▶ **AIM OF THE EXERCISE**:
Skip the pictures. Copy all the rest of the records down exactly.

:::

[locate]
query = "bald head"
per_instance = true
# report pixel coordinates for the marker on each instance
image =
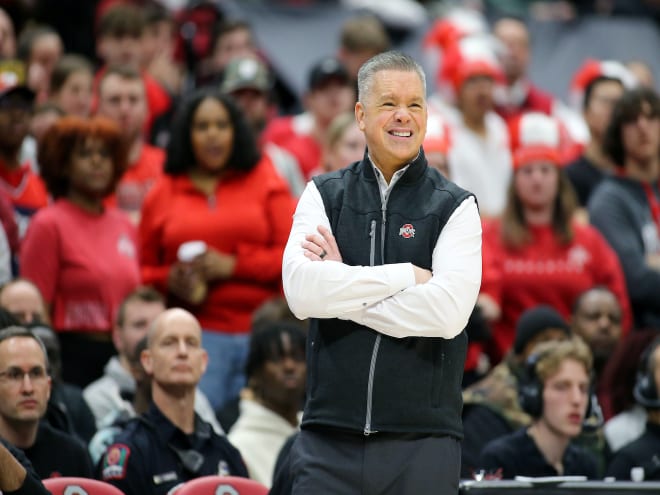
(169, 319)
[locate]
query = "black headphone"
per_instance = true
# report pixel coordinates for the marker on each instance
(530, 395)
(646, 390)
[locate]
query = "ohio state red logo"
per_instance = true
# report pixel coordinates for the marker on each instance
(407, 231)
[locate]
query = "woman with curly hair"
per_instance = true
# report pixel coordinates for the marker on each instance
(217, 191)
(81, 255)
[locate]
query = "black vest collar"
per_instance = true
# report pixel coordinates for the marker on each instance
(412, 175)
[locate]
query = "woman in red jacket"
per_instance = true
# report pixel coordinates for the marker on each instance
(81, 255)
(537, 253)
(217, 190)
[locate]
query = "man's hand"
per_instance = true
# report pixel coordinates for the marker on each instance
(321, 246)
(214, 265)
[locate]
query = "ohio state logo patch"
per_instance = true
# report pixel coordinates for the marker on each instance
(407, 231)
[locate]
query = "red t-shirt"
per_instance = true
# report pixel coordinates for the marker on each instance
(138, 179)
(248, 216)
(545, 271)
(293, 133)
(83, 264)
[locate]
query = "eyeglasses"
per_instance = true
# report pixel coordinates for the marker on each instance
(16, 376)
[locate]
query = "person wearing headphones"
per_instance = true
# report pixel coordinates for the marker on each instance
(556, 393)
(642, 456)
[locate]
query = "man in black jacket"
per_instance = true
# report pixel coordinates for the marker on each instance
(385, 257)
(16, 474)
(24, 391)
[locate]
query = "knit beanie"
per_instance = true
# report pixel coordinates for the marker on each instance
(534, 321)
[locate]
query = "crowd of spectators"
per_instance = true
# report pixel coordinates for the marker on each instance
(147, 187)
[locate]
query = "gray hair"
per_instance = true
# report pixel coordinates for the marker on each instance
(392, 60)
(16, 331)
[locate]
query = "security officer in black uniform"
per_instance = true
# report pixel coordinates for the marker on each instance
(643, 454)
(169, 444)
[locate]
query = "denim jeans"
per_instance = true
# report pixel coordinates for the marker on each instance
(225, 373)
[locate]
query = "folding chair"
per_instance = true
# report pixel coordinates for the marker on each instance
(79, 486)
(221, 485)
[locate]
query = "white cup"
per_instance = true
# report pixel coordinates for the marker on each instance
(637, 473)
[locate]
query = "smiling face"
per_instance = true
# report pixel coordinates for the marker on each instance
(23, 399)
(212, 135)
(393, 118)
(175, 357)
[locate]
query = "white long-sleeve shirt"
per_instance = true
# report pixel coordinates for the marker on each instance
(385, 297)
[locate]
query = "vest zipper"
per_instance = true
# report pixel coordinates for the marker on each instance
(374, 354)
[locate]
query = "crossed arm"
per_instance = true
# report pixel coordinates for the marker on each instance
(399, 299)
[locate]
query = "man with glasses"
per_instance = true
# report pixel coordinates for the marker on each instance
(24, 392)
(170, 444)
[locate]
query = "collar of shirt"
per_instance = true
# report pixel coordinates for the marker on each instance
(171, 433)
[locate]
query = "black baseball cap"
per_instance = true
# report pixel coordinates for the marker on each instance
(326, 69)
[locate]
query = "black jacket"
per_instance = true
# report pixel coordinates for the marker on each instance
(363, 381)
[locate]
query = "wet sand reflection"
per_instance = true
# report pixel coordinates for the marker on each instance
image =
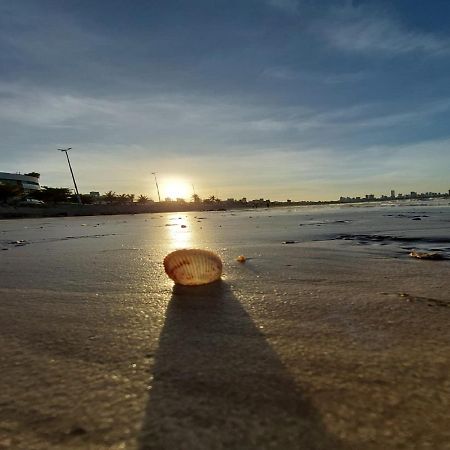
(218, 384)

:::

▶ **SOLUTION**:
[locate]
query = "bald head"
per_instance = true
# report pixel coordinates for the marker on each instance
image =
(169, 319)
[locate]
query = "black headphone"
per_instance = true
# report pixel coordinates for the marker on each instance
(530, 395)
(646, 390)
[locate]
query = "ohio state red logo"
per_instance = true
# report pixel coordinates for the marker on each instance
(407, 231)
[locate]
query = "woman with curly hair"
per_instance = true
# report pixel coordinates for the marker on each instance
(217, 191)
(81, 255)
[locate]
query = "black vest collar"
per_instance = true
# report pixel coordinates for the marker on each instance
(412, 175)
[locate]
query = "woman in red jacket"
per_instance = true
# report pixel coordinates for the marker on each instance
(81, 255)
(537, 253)
(217, 190)
[locate]
query = "man's hand"
per_instance = true
# report pixel coordinates for the marker on each instance
(321, 246)
(214, 265)
[locate]
query = "ohio state logo patch"
per_instance = true
# report pixel coordinates for the marker on each instance
(407, 231)
[locate]
query = "red t-shirt"
per_instance = true
# report pixel coordinates for the marker on each instance
(138, 179)
(248, 216)
(545, 271)
(293, 133)
(83, 264)
[locate]
query = "eyeglasses"
per_instance = true
# report pixel coordinates for the marker on each instance
(16, 376)
[locate]
query = "person wearing headphones"
per_instance = true
# report pixel coordinates for the marker on each instance
(556, 393)
(642, 456)
[locate]
query = "man in black jacket"
per_instance = true
# report pixel coordinates for the marker on each instance
(385, 257)
(16, 474)
(24, 391)
[locate]
query = "knit beanie"
per_instance = true
# report pixel coordinates for the marker on each instance
(534, 321)
[locate]
query = "crowd of spectators"
per_instance = true
# report pixel coordinates for the marker on each instance
(147, 187)
[locate]
query = "gray hair"
per_instance = true
# report pixel coordinates for the marker on each instance
(392, 60)
(16, 331)
[locate]
query = "security officer in black uniform"
per_instance = true
# report pixel coordinates for the marker on each instance
(643, 454)
(169, 444)
[locate]
query = "denim jeans"
per_instance = true
# report pixel coordinates for the marker on each instance
(225, 373)
[locate]
query = "folding chair"
per_instance = true
# report pixel coordinates for the marker on each instance
(79, 486)
(221, 485)
[locate]
query = "white cup"
per_instance = true
# report pixel coordinates for the marker on each instance
(637, 473)
[locate]
query = "smiling face"
per_instance = true
# report pixel coordinates for the marker on each instance
(23, 399)
(212, 135)
(393, 118)
(175, 357)
[locate]
query = "white long-sleeve shirt"
per_instance = true
# report pixel coordinates for the marker on each instance
(385, 297)
[locate]
query = "vest zipper"
per_instance = true
# report pixel coordinates for the marker on each instance
(374, 354)
[locate]
query = "crossed arm"
per_instance = true
# report pixel coordinates for the marker on each instance
(399, 299)
[locate]
query = "man with glasses"
per_instance = true
# report pixel coordinates for the marker on each instance
(24, 392)
(170, 444)
[locate]
query = "collar of shirt"
per_instance = true
# report pixel coordinates for the marker on each instance
(171, 433)
[locate]
query = "black baseball cap"
per_instance = true
# report pixel coordinates for the marker on each instance
(326, 69)
[locate]
query = "black jacket"
per_instance = true
# report pixel coordinates for the marker on each instance
(363, 381)
[locate]
query = "wet sand reflection"
per_instance = true
# report pixel coordinates for the marker on each instance
image =
(218, 384)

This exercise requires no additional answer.